Written instruction> Each record below should be repeated precisely as written.
====================
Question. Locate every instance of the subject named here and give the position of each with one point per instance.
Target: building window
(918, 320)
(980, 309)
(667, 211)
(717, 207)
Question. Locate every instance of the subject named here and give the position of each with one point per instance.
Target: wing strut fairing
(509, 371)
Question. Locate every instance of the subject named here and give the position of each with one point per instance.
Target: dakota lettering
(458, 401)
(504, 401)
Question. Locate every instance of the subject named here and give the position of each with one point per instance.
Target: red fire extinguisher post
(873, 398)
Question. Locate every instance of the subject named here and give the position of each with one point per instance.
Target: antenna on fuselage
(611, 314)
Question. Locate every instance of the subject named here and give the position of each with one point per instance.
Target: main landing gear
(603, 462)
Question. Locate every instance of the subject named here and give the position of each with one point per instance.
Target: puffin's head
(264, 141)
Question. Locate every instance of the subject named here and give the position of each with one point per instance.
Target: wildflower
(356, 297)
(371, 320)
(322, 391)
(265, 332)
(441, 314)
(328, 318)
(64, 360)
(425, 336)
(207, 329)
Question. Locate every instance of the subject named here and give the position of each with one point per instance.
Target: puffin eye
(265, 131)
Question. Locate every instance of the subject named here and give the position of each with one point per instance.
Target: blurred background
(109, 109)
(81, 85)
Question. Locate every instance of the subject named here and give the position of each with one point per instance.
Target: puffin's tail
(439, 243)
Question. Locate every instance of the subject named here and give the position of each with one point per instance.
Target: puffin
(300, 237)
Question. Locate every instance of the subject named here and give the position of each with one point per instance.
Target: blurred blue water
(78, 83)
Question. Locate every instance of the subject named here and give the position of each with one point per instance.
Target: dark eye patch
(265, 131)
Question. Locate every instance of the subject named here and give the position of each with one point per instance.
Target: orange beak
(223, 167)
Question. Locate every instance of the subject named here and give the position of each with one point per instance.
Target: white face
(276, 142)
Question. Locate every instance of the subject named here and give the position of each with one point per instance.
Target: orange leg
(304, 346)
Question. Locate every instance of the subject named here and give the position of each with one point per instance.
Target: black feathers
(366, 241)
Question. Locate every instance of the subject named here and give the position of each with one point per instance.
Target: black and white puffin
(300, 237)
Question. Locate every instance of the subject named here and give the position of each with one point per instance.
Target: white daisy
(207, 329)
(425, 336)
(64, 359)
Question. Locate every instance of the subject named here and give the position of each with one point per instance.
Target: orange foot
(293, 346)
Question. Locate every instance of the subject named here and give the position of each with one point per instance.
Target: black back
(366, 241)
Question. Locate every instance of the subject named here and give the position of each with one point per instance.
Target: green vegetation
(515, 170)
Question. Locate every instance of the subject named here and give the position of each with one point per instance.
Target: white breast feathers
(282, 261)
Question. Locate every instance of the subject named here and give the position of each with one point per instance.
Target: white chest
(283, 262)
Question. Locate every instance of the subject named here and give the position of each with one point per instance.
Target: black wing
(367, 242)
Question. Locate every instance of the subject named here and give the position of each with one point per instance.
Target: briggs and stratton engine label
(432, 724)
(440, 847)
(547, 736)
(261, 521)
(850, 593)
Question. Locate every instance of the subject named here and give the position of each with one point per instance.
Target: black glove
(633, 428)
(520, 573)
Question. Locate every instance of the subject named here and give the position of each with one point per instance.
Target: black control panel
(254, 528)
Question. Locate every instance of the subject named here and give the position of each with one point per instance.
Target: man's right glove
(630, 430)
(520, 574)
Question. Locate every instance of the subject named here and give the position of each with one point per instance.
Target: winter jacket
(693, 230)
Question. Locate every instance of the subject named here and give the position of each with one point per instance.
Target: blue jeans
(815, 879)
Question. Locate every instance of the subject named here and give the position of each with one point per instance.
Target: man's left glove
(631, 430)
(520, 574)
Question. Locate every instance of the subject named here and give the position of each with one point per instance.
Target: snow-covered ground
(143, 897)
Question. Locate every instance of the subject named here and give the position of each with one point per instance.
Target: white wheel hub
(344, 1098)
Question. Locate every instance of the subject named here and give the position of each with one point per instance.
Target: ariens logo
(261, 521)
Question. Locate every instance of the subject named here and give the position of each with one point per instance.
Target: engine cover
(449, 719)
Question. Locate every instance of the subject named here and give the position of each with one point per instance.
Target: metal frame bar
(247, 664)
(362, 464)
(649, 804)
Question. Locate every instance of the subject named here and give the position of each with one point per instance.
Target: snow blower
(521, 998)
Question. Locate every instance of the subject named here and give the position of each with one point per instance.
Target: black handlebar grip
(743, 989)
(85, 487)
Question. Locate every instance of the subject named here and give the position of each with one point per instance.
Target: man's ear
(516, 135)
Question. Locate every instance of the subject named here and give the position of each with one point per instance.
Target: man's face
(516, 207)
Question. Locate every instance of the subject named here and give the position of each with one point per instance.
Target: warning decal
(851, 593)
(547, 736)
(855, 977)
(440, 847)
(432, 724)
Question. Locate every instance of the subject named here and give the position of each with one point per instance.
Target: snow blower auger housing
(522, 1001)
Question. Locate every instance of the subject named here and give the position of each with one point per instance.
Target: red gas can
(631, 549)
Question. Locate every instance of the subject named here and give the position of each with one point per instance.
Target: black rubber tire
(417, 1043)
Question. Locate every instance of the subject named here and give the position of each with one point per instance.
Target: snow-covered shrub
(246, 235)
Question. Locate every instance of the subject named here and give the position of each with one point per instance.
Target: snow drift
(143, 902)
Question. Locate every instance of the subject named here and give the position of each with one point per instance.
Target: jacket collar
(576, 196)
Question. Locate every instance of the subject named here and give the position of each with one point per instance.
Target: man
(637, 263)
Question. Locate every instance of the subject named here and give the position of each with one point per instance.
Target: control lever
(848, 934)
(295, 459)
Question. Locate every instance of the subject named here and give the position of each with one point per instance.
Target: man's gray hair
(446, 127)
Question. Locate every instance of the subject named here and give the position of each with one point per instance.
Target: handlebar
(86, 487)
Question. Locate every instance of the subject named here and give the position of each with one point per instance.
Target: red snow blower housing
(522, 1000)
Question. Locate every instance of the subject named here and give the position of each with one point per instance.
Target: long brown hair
====================
Exercise output>
Question. Locate every instance of the subject named here and give the position of each with one point per instance.
Target: building window
(918, 320)
(980, 309)
(667, 211)
(717, 207)
Question. Locate every instance of the subject named here and give the position of each with one point per instance.
Target: wing strut fairing
(509, 371)
Question. Locate every instance of the subject named here and give the position of each with one point per instance.
Target: dakota lettering
(458, 401)
(504, 401)
Question. Locate every instance of the subject named here and give the position of each with one point per instance.
Target: red fire extinguisher post
(873, 398)
Question. Locate every instance of the subject named here and give the position of each with one point per instance.
Target: antenna on fuselage
(611, 314)
Question. Locate every instance of the subject named here and give the position of each with one point per instance.
Target: main landing gear
(603, 462)
Question. Locate every instance of the subject named here and give the position of each with one point per instance.
Target: puffin's head
(264, 141)
Question. Locate every instance of the subject named here and give the position of each with one point per instance.
Target: wildflower
(356, 297)
(371, 320)
(322, 391)
(265, 332)
(441, 314)
(328, 318)
(64, 360)
(425, 336)
(207, 329)
Question. Locate every instance of the subject named here and give the position of each with one point per instance.
Target: puffin eye
(265, 131)
Question. Locate every instance of the subject named here and give the position of each with one point per instance.
Target: blurred background
(109, 109)
(81, 85)
Question. Locate every instance of the subject named here and give the position of each with one point per instance.
Target: puffin's tail
(439, 243)
Question. Locate every instance of the subject named here and give the position of each with one point per instance.
Target: puffin
(300, 237)
Question. Locate every instance of the subject named here and give the position of each with one point per instance.
Target: blurred blue water
(78, 83)
Question. Locate every instance of the subject named here and give the position of each with one point per instance.
Target: dark eye patch
(265, 131)
Question. Locate every instance of the subject named here and give the position of each with one point per instance.
Target: orange beak
(223, 167)
Question. Locate every instance of the subject named here and give the position of each with one point per instance.
Target: white face
(276, 142)
Question. Locate every instance of the subject named here and give the position of each with one point per instance.
Target: orange leg
(304, 346)
Question. Locate every instance of the subject named here and give the position of each with one point per instance.
Target: black feathers
(366, 241)
Question. Locate every instance of the subject named here and give the position of each with one point per instance.
Target: black and white puffin
(300, 237)
Question. Locate every instance of the subject named here and give the position of each with one point per instance.
Target: white daisy
(207, 329)
(425, 336)
(64, 359)
Question. Locate every instance of the subject named here and give the position of each with one point per instance.
Target: orange foot
(293, 346)
Question. Locate every instance of the subject named here and give the position of each with one point per instance.
Target: black back
(366, 241)
Question. Locate every instance of the subject named here and give the position of each with one point per instance.
Target: green vegetation
(515, 170)
Question. Locate every instance of the subject named here and give the position of each with one point per instance.
Target: white breast feathers
(282, 261)
Question. Locate every instance of the subject named here and give the position of each with one point per instance.
Target: white chest
(283, 262)
Question. Locate every instance of the subject named here and give the position of each with one point per instance.
Target: black wing
(367, 242)
Question. Locate every instance of the subject named here and give the position of each with one point per instance.
Target: briggs and stratton engine label
(432, 724)
(440, 847)
(547, 736)
(261, 521)
(850, 593)
Question. Locate every instance of the subject named here and give the position of each with one point per instance.
Target: black glove
(633, 428)
(520, 573)
Question. Locate every instance of the subject named here and give the position of each with one point per instance.
Target: black control panel
(254, 528)
Question. Locate every instance of the subject named here and give the position of each with one point per instance.
Target: man's right glove
(630, 430)
(520, 574)
Question. Locate every instance of the subject named here and give the position of each with one point per instance.
Target: winter jacket
(693, 230)
Question. Locate every instance of the subject named here and give the position of each with one point per instance.
Target: blue jeans
(815, 879)
Question. Locate every instance of the subject named here and give the position of each with one point per instance.
Target: man's left glove
(631, 430)
(520, 574)
Question. Locate every instance of the subject named here and give the position of each with one point per instance.
Target: snow-covered ground
(143, 897)
Question. Locate every instance of the subject named here and give the position of each with one point per instance.
Target: white wheel hub
(344, 1098)
Question. Locate every instance of the subject named here and give the position of each with one point per instance.
Target: ariens logo
(261, 521)
Question. Locate every instance of the subject named here and give the position of each with one point per instance.
Target: engine cover
(449, 719)
Question. Locate every instance of the subject named here and give the position of each with one point per instance.
Target: metal frame bar
(247, 664)
(362, 464)
(649, 804)
Question. Locate every instance of the subject named here and give the position of each with one point per instance.
Target: snow blower
(521, 998)
Question. Locate every instance of the subject named here and give the position of each with one point per instance.
Target: black handlebar grip
(743, 989)
(85, 487)
Question. Locate every instance of the subject named here and give the position of each with one point per instance.
Target: man's ear
(516, 135)
Question. Locate every instance of the subject named here and give the position of each with one point per instance.
Target: man's face
(516, 207)
Question. Locate every instance of the subject named here and give the position of each with one point per instance.
Target: warning decal
(851, 593)
(547, 736)
(855, 977)
(440, 847)
(432, 724)
Question. Locate every instance of the subject named here and give the position of each with one point per instance.
Target: snow blower auger housing
(522, 1001)
Question. Locate every instance of the subject named here and give the position of each with one point per instance.
Target: red gas can
(631, 549)
Question. Locate every instance of the subject named here and give the position of each with one point per instance.
Target: black rubber tire
(417, 1043)
Question. Locate every instance of the subject named here and give the position of each with one point per instance.
Target: snow-covered shrub
(246, 235)
Question. Locate every instance of the subject named here and give the position of each with one point per instance.
Target: snow drift
(143, 902)
Question. Locate every instance of the subject named here and give the position of each with one point per instance.
Target: jacket collar
(576, 196)
Question. Locate every instance of the subject named here and give the position of each with one point per instance.
Target: man
(637, 263)
Question. Locate every instance of the subject named here and give the position of each with one point per instance.
Target: control lever
(848, 934)
(295, 459)
Question. Locate every instance of the subject named here and give the position of each with one point per instance.
Target: man's gray hair
(446, 127)
Question. Locate every instance of the subject named here and give the position of each with one point per instance.
Target: handlebar
(86, 487)
Question. Locate every instance of the subject named here and give the position of each with one point per instance.
Target: red snow blower housing
(522, 1000)
Question. Locate every instance of the subject named here and give the position of each with one point per instance.
Target: long brown hair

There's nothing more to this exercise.